● **Directive**:
The records below are to be quoted in full; please keep every word exact.

··· Data provided ···

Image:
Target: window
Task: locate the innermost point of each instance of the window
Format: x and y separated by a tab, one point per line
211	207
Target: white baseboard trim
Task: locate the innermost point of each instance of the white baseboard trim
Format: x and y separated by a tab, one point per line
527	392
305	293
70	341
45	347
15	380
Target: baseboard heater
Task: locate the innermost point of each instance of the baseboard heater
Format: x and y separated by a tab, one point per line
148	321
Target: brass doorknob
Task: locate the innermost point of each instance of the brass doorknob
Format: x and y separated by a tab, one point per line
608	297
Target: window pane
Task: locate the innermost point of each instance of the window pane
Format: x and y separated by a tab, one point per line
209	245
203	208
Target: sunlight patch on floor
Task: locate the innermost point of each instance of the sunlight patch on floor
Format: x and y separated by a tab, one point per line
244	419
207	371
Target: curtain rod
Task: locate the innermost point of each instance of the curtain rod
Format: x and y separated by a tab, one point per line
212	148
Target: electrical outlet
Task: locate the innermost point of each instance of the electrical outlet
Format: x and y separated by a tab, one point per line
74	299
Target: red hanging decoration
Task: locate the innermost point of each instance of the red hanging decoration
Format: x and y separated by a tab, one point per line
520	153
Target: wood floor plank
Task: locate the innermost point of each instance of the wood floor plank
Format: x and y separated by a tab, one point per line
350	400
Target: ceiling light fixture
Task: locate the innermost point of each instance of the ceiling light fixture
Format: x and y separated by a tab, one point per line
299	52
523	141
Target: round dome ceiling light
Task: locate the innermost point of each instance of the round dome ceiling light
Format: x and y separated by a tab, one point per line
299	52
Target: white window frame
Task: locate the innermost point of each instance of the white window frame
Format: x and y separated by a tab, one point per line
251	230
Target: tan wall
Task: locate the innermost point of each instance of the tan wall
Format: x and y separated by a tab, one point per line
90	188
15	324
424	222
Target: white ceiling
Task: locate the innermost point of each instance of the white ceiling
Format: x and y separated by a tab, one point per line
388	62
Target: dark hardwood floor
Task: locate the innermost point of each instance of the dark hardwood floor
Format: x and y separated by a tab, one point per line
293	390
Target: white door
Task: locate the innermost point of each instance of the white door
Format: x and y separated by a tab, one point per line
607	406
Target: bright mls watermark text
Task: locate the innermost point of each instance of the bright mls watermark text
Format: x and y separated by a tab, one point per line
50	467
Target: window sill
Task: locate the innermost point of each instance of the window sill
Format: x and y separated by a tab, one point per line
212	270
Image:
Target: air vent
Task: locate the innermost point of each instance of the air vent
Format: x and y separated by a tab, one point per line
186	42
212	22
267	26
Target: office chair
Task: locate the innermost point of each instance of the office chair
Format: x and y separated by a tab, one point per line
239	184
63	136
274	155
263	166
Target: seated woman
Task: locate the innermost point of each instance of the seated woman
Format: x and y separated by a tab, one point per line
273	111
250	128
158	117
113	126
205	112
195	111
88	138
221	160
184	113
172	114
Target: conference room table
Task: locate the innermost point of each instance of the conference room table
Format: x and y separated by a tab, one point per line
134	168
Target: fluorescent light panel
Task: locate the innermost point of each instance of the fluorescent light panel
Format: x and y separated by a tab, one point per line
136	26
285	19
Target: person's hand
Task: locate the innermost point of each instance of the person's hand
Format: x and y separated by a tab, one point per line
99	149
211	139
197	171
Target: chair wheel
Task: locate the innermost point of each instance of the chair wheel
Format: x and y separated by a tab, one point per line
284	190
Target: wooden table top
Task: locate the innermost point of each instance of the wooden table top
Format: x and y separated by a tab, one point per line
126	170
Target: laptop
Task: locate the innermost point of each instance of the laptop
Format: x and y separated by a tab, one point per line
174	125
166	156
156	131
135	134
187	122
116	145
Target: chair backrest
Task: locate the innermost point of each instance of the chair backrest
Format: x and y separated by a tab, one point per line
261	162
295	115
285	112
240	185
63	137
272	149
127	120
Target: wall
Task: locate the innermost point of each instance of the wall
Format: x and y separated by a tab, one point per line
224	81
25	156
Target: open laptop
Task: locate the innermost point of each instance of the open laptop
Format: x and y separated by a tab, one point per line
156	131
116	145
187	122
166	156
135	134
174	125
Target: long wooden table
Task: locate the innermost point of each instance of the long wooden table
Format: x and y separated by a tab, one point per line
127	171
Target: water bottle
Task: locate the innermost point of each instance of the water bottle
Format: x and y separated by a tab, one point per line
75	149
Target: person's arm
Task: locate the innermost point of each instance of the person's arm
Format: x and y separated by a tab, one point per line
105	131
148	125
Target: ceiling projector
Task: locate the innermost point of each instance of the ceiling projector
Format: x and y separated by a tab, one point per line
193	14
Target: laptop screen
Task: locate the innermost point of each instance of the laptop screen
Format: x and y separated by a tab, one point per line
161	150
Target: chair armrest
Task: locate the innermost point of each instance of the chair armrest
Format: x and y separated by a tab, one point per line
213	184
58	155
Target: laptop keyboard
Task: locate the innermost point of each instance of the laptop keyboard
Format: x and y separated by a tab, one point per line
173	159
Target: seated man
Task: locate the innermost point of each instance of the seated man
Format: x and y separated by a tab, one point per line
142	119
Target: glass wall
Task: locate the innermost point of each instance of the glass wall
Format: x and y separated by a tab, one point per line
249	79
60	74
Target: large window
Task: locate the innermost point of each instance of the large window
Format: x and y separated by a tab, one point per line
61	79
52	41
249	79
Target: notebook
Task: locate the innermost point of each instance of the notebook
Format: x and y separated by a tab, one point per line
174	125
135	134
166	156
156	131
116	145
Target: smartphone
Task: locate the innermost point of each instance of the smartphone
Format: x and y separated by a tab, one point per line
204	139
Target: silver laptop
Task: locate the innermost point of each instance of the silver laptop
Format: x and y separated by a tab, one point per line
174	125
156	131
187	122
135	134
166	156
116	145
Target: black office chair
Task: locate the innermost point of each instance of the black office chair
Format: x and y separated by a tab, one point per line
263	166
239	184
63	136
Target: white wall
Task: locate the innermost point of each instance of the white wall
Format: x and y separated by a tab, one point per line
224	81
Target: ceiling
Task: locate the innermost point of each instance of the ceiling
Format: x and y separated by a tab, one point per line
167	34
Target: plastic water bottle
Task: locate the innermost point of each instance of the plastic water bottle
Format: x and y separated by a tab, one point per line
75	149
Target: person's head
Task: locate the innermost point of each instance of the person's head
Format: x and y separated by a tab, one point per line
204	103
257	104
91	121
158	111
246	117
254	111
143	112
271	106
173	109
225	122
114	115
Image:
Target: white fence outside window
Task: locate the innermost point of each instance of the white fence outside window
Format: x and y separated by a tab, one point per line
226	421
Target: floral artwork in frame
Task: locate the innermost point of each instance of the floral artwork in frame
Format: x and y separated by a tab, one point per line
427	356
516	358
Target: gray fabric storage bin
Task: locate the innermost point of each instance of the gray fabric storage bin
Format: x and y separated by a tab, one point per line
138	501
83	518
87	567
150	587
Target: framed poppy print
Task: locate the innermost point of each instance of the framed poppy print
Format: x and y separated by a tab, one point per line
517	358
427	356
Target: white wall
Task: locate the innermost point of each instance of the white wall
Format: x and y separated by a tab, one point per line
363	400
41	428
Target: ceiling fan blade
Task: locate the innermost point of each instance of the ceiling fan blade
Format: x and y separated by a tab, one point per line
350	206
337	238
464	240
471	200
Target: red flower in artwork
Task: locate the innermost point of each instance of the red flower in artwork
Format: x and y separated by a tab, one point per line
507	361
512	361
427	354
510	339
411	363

···

● **Reply**:
Image:
Target: window
Task: locate the innermost point of each instance of the window
Format: x and y separated by a tab, one point per line
211	207
Target: white baseboard trim
Task: locate the innermost point of each instance of the white baseboard trim
Format: x and y separated by a tab, one point per line
527	392
305	293
70	341
45	347
15	380
Target: baseboard heater
Task: locate the innermost point of each instance of the baseboard heater
Format: x and y separated by a tab, one point per line
148	321
Target: brass doorknob
Task: locate the innermost point of each instance of the brass doorknob
Format: x and y separated by a tab, one point per line
608	297
Target: window pane
Task: locate the innermost point of each instance of the window pane
Format: x and y separated by a tab, one point per line
209	245
203	208
Target: sunlight patch on floor
Task: locate the innermost point of each instance of the sunlight patch on floor
Format: x and y separated by a tab, one point per line
244	419
207	371
Target: curtain rod
Task: locate the innermost point of each instance of the curtain rod
Format: x and y separated by a tab, one point per line
212	148
Target: electrical outlet
Task: locate the innermost point of each instance of the electrical outlet
Format: x and y separated by a tab, one point per line
74	299
Target: red hanging decoration
Task: locate the innermost point of each instance of the red hanging decoration
Format: x and y separated by a tab, one point per line
520	153
Target: wood floor plank
Task: locate the innermost point of each instance of the wood floor plank
Format: x and y separated by a tab, one point per line
350	400
Target: ceiling light fixture
Task: locate the innermost point of each instance of the ceiling light fixture
Format: x and y separated by a tab, one point per line
299	52
523	141
Target: round dome ceiling light
Task: locate the innermost point of each instance of the round dome ceiling light
Format: x and y separated by a tab, one point per line
299	52
Target: white window frame
Task: locate the innermost point of each instance of the white window frame
Format: x and y separated by a tab, one point per line
251	230
Target: tan wall
Task: locate the innermost point of each instance of the tan wall
Format: x and y separated by a tab, one point per line
90	188
15	324
424	222
Target: white ceiling
Task: locate the innermost point of each instance of the white ceiling
Format: x and y separated by a tab, one point per line
388	62
Target: dark hardwood floor
Task: locate the innermost point of each instance of the dark hardwood floor
Format: x and y separated by a tab, one point per line
293	390
Target: white door
Task: locate the innermost point of each instance of the white door
Format: x and y separated by a tab, one point per line
607	406
Target: bright mls watermark text
Task: locate the innermost point of each instance of the bright mls watermark text
Format: x and y separated by a tab, one point per line
50	467
Target: window sill
Task: locate the innermost point of each instance of the window sill
Format: x and y separated by a tab, one point per line
212	270
Image:
Target: air vent
Task: locate the innermost point of each instance of the air vent
Format: x and y separated by a tab, one point per line
186	42
212	22
267	26
Target: office chair
Task: locate the innermost point of each instance of the office chair
Format: x and y separated by a tab, one point per line
239	184
63	136
274	155
263	166
Target: seated woman
Task: locate the innermost point of each instance of the seated woman
Format: x and y separated by a tab, one point per line
273	111
250	128
158	117
113	126
205	112
195	111
88	138
221	160
184	113
172	114
Target: conference room table
Task: locate the innermost point of each instance of the conference room table
Format: x and y separated by a tab, one point per line
134	168
Target: fluorescent light panel
Task: locate the innermost point of each instance of the fluorescent light panel
Format: x and y separated by a tab, one point per line
136	26
285	19
Target: person's hand
Task: locate the innermost point of each instance of the person's hand
Format: x and y separated by a tab, one point per line
99	149
211	139
197	171
Target: chair wheel
Task: locate the innermost point of each instance of the chair wheel
Format: x and y separated by a tab, one point per line
284	190
Target: wooden table top
Task: locate the innermost point of each instance of the wooden table top
Format: x and y separated by a tab, one point per line
126	170
Target: laptop
Task: locate the innermost point of each instance of the laptop
Format: x and y separated by a tab, one point per line
174	125
166	156
156	131
135	134
187	122
116	145
Target: chair backrest
Task: locate the innermost point of each instance of the chair backrest
Format: x and y separated by a tab, one point per line
261	162
295	115
285	112
240	185
63	137
272	149
127	120
Target: wall
Task: locate the innermost point of each instance of the wall
Format: x and y separated by a tab, one point per line
224	81
25	156
Target: open laptop
Task: locate the innermost point of each instance of the open laptop
Format: x and y separated by a tab, one point per line
156	131
116	145
187	122
166	156
135	134
174	125
Target: long wooden table
Task: locate the innermost point of each instance of the long wooden table
Format: x and y separated by a tab, one point per line
127	171
Target: water bottle
Task: locate the innermost point of each instance of the water bottle
Format: x and y separated by a tab, one point per line
75	149
Target: person's arm
Task: locate the innermost point of each instance of the person's arm
Format: x and y separated by a tab, one point per line
105	131
148	125
Target: ceiling projector
Task: locate the innermost point of each instance of the ceiling projector
Format: x and y separated by a tab, one point per line
193	14
Target: laptop screen
Task: locate the innermost point of each instance of the laptop screen
Format: x and y separated by a tab, one point per line
161	150
Target: chair armrest
Task: locate the innermost point of each instance of the chair armrest
Format: x and y separated by a tab, one point per line
213	184
58	155
Target: laptop keyboard
Task: locate the innermost point of each instance of the laptop keyboard
Format: x and y separated by a tab, one point per line
173	159
Target: seated man
Task: locate the innermost point of each instance of the seated man
Format: x and y separated by a tab, one point per line
142	119
Target: glass wall
Task: locate the innermost point of each instance of the glass wall
Format: x and y separated by a tab, one point per line
249	79
60	74
Target: large window
Task: locate the innermost point of each instance of the large window
Format: x and y separated by a tab, one point per line
61	79
52	41
249	79
Target: notebook
Task: locate the innermost point of each instance of the notebook
Format: x and y separated by a tab, one point per line
174	125
135	134
166	156
156	131
116	145
Target: smartphone
Task: locate the innermost point of each instance of the smartphone
Format: x and y separated by a tab, one point per line
204	139
Target: silver laptop
Task: locate the innermost point of each instance of the silver laptop
Format: x and y separated by a tab, one point per line
174	125
156	131
187	122
135	134
166	156
116	145
Target: black office chair
Task: locate the innermost point of each instance of the black office chair
Format: x and y separated by a tab, one point per line
263	166
239	184
63	136
Target: white wall
Task: locate the innermost point of each instance of the white wall
Format: x and y separated by a tab, one point per line
224	81
Target: ceiling
Task: locate the innermost point of each instance of the ceiling
Format: x and y separated by a tab, one point per line
167	34
Target: plastic water bottle
Task: locate the innermost point of each instance of the plastic water bottle
Format: x and y separated by a tab, one point per line
75	149
Target: person's head
Task: locate the innermost point of each instance of the person's head
Format: x and y separated by a tab, one point per line
204	103
257	104
91	121
158	111
246	117
254	111
143	112
271	106
173	109
225	122
114	115
Image:
Target: white fence outside window
Task: locate the innermost point of each instance of the white fence outside window
Format: x and y separated by a tab, one point per line
226	421
Target: floral artwork in frame
Task: locate the innermost point of each instance of the floral artwork in frame
Format: x and y separated by a tab, one point per line
427	356
516	358
Target: gray fabric storage bin
Task: locate the innermost point of each instance of the gray fabric storage bin
Format: x and y separated by a tab, one point per line
138	501
83	518
87	567
150	587
Target: framed poppy print
Task: locate the innermost point of each instance of the framed poppy print
Format: x and y separated by a tab, one point per line
517	358
427	356
Target: white wall
Task: locate the innermost point of each instance of the white wall
Format: x and y separated by a tab, one point per line
363	400
41	428
Target: ceiling fan blade
Task: locate the innermost point of each instance of the ceiling fan blade
Format: x and y separated by a tab, one point per line
350	206
337	238
464	240
471	200
Target: red flower in artwork
Task: locate the innermost point of each instance of the red flower in artwork
Format: x and y separated by a tab, one point per line
507	361
512	361
427	354
510	339
411	363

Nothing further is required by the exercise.